Excerpt
A simple pendulum is a mass suspended from a fixed point. We see it inside pendulum clocks, relentlessly going back and forth to tell us the time. It gives us oscillatory motion, which is simple to trace. You give it a push, and it oscillates to and fro until frictional forces conspire to make it come to rest at the equilibrium position.
A double pendulum is exactly what it sounds like. It’s a simple system consisting of a pendulum with another pendulum attached to its end. Double the fun.
The motion of a double pendulum isn’t quite as simple as that of our single pendulum.
Simple Pendulum Vs Double Pendulum
A simple pendulum will undergo oscillatory motion and come to rest at the equilibrium position. That is as certain as the sun rises in the east, so to speak. It’s entirely predictable.
If you plot the motion of the pendulum, its angle from the vertical on the x-axis, and its velocity in on the y-axis, you would get an inwardly tightening spiral. You could vary the initial conditions and make the spiral smaller or bigger, but ultimately the spiral ends at the same position. This graph is called a phase space.
Consider an ideal version of a simple pendulum—a point mass suspended by a massless rod. Friction and air resistance are not in the picture. If you plot it, you will get a loop. It doesn’t matter what the amplitude of the pendulum is, it will just be a different-sized loop.
It doesn’t matter how you vary the initial conditions. If you have friction, it will always come to rest in the origin of the spiral. If you don’t, it will keep tracing a closed loop.
This means that the motion of a simple pendulum is predictable, which is exactly what a double pendulum is not.
Why the double pendulum and not the simple pendulum? A simple pendulum has only one degree of freedom. The double pendulum has two degrees of freedom. We need differential equations dependent on initial conditions to solve the motions of a double pendulum. This gives us the ingredients for chaos.
The Motion Of A Double Pendulum
The path of motion of a double pendulum looks crazy… because it kind of is! For small angles, double pendulums also give us simple harmonic motion, but for larger displacements, this is not the case. You can try out a live simulation of a live pendulum here.
We can describe the motion of a double pendulum using a system of ordinary differential equations. We must go to Lagrangian mechanics to figure out the equations of motion for double pendulums. If you want to know how these equations are derived, check out the video below.
This may seem confusing to some readers. If we have the equations of motion, why would the system be unpredictable? Solve the equations and we can predict the motion of the pendulums, right?
The trouble is that the system of the double pendulum is extremely dependent on initial conditions. If we cannot determine the initial conditions with 100% certainty (and in physics, we don’t throw around percentages lightly), we cannot predict the behavior of the system.
Since it is impossible to achieve that level of certainty, we cannot predict the motion of a double pendulum. Two double pendulums released from the same spot simultaneously will have a slight variation in their initial conditions. This will translate into a dramatic change in trajectory in a very short time. The variation in their paths will increase rapidly and exponentially.
The complexity of a double pendulum as opposed to a single pendulum is somewhat like the infamous three-body problem. You can predict the behavior of two bodies that influence each other, but add one more, and the system becomes too complex.

Information provided
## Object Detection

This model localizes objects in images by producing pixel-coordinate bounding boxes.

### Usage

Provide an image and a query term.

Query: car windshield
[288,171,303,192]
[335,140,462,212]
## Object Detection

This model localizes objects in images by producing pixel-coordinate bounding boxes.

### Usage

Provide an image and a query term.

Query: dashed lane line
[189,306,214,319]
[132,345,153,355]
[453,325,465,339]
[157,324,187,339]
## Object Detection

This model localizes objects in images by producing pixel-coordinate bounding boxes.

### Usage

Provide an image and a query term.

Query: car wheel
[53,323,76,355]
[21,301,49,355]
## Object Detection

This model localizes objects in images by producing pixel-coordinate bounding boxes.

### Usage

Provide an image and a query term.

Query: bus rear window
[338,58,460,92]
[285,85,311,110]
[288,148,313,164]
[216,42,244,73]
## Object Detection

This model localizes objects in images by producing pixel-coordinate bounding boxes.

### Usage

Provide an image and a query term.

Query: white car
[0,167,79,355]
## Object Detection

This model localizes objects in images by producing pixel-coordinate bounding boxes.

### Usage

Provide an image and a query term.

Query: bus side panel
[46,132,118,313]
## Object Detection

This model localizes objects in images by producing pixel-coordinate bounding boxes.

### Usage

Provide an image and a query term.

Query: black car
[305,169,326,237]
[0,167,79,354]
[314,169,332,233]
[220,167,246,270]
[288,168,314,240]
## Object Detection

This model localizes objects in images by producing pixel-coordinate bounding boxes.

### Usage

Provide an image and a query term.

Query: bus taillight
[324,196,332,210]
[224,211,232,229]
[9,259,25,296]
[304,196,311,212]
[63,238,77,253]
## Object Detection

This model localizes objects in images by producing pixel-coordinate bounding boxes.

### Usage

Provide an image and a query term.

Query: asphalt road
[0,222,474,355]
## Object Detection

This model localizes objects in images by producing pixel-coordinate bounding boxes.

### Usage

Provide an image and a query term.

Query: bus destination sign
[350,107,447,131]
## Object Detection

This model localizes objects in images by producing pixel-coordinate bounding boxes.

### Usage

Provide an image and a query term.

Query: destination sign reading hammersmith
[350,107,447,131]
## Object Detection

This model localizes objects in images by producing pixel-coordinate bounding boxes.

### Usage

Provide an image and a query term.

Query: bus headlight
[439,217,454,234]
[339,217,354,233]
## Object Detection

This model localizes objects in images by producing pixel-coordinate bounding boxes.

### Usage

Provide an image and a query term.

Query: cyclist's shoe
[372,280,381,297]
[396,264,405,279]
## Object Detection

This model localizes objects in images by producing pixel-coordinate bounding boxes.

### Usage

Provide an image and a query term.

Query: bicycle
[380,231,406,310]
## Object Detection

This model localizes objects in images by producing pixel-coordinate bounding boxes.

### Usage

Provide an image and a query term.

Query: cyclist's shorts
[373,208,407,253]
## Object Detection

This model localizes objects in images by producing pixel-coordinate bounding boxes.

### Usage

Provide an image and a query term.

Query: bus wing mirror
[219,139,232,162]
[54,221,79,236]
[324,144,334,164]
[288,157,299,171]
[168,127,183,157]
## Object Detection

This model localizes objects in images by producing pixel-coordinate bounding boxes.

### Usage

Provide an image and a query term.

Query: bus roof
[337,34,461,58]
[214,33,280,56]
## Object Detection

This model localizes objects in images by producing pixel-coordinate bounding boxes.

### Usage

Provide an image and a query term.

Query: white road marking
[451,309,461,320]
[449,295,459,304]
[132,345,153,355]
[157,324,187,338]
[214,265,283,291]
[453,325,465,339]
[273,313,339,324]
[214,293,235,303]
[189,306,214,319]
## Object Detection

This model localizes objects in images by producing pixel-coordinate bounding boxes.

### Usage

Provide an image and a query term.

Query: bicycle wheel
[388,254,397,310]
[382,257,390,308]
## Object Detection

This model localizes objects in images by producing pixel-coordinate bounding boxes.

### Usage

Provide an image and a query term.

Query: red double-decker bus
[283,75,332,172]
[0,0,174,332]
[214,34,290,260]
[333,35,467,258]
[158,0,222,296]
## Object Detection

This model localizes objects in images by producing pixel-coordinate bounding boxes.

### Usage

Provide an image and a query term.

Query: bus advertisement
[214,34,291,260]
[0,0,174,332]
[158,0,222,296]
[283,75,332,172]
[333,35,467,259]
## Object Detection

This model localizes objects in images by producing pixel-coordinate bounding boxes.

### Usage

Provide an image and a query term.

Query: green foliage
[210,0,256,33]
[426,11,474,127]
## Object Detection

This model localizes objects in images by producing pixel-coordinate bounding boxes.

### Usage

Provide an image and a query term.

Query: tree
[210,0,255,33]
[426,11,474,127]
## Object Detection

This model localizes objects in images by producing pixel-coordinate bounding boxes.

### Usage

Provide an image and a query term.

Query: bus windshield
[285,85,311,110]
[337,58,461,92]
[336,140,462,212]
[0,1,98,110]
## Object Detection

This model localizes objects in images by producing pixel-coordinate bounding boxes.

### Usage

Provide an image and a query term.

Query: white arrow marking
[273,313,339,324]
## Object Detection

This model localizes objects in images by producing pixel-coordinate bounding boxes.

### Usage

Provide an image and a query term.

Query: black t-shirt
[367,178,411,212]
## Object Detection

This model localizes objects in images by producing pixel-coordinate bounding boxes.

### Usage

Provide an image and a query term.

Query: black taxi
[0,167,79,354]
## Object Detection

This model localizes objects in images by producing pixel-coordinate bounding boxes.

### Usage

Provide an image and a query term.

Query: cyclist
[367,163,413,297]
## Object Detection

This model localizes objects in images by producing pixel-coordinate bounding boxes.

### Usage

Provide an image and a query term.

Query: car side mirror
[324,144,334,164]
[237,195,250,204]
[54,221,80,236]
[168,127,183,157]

Required actions
[1] Answer these from the pendulum excerpt:
(a) How many degrees of freedom does a double pendulum have?
(b) What branch of mechanics is needed to work out the equations of motion for double pendulums?
(c) What is the graph of a pendulum's angle against its velocity called?
[2] Reproduce the part of the pendulum excerpt between "This may seem" and "rapidly and exponentially.", inclusive, word for word.

Answers to the exercise
[1]
(a) Two.
(b) Lagrangian mechanics.
(c) A phase space.

[2]
This may seem confusing to some readers. If we have the equations of motion, why would the system be unpredictable? Solve the equations and we can predict the motion of the pendulums, right?
The trouble is that the system of the double pendulum is extremely dependent on initial conditions. If we cannot determine the initial conditions with 100% certainty (and in physics, we don’t throw around percentages lightly), we cannot predict the behavior of the system.
Since it is impossible to achieve that level of certainty, we cannot predict the motion of a double pendulum. Two double pendulums released from the same spot simultaneously will have a slight variation in their initial conditions. This will translate into a dramatic change in trajectory in a very short time. The variation in their paths will increase rapidly and exponentially.